(Labeled-object pointing entries)
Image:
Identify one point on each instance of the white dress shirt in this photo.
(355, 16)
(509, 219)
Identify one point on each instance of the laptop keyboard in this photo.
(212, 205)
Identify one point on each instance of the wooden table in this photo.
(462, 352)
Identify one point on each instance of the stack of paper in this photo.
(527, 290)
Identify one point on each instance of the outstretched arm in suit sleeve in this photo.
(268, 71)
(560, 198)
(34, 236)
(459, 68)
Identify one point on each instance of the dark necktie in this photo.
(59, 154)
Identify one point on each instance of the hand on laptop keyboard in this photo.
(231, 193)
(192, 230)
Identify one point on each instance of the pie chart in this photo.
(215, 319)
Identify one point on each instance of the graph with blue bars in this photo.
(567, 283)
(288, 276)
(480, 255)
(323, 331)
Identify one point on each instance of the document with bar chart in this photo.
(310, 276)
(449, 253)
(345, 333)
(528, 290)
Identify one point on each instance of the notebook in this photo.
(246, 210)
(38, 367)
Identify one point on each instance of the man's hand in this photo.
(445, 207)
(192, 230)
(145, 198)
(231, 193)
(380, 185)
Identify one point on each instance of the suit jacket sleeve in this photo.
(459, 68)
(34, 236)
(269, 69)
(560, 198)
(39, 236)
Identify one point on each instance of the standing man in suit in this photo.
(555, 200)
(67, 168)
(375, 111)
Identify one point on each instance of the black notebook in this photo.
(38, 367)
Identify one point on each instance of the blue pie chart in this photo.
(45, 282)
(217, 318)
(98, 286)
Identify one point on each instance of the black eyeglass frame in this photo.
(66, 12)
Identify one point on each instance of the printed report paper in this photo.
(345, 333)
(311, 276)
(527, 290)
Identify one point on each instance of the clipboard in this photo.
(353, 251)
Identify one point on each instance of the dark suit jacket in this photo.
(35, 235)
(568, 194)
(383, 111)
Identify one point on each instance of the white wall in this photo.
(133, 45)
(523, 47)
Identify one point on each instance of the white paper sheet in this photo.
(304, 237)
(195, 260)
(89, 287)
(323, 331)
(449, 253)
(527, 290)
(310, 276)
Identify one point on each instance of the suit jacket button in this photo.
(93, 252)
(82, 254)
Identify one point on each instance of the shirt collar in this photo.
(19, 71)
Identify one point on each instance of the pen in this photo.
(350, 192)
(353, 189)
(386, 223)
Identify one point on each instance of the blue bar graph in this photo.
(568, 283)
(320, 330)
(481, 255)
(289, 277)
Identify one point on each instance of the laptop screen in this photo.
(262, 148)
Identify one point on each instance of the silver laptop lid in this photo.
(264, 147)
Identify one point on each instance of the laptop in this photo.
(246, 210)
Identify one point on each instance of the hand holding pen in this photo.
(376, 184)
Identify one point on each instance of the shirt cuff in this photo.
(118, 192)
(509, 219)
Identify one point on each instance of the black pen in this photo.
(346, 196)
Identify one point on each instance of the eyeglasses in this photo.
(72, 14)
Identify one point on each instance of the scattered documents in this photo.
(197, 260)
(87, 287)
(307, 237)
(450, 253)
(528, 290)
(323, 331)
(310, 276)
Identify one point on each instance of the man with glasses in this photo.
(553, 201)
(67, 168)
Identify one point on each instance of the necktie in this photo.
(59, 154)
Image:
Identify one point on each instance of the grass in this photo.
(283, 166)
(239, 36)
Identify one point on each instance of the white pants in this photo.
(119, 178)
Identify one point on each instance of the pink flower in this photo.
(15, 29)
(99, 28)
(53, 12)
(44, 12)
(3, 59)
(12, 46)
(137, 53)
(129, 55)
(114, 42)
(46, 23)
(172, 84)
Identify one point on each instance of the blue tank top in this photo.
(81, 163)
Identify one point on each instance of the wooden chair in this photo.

(DO THIS):
Write out the part of the items that opens with the line containing "Identify one point on each instance of the man with" and runs through the end of the items, with every line reproduced unchanged.

(SOLUTION TO THIS EXERCISE):
Identify one point on each instance of the man with glasses in this photo.
(553, 201)
(67, 168)
Identify one point on each instance of the necktie in this photo.
(59, 154)
Image:
Identify one point on each instance of the grass in this photo.
(283, 166)
(239, 36)
Identify one point on each instance of the white pants in this photo.
(119, 178)
Identify one point on each instance of the pink flower in this photo.
(15, 29)
(99, 28)
(53, 12)
(44, 12)
(3, 59)
(12, 46)
(137, 53)
(129, 55)
(114, 42)
(46, 23)
(172, 84)
Identify one point on each instance of the blue tank top in this photo.
(81, 163)
Identify one point on each instance of the wooden chair in this photo.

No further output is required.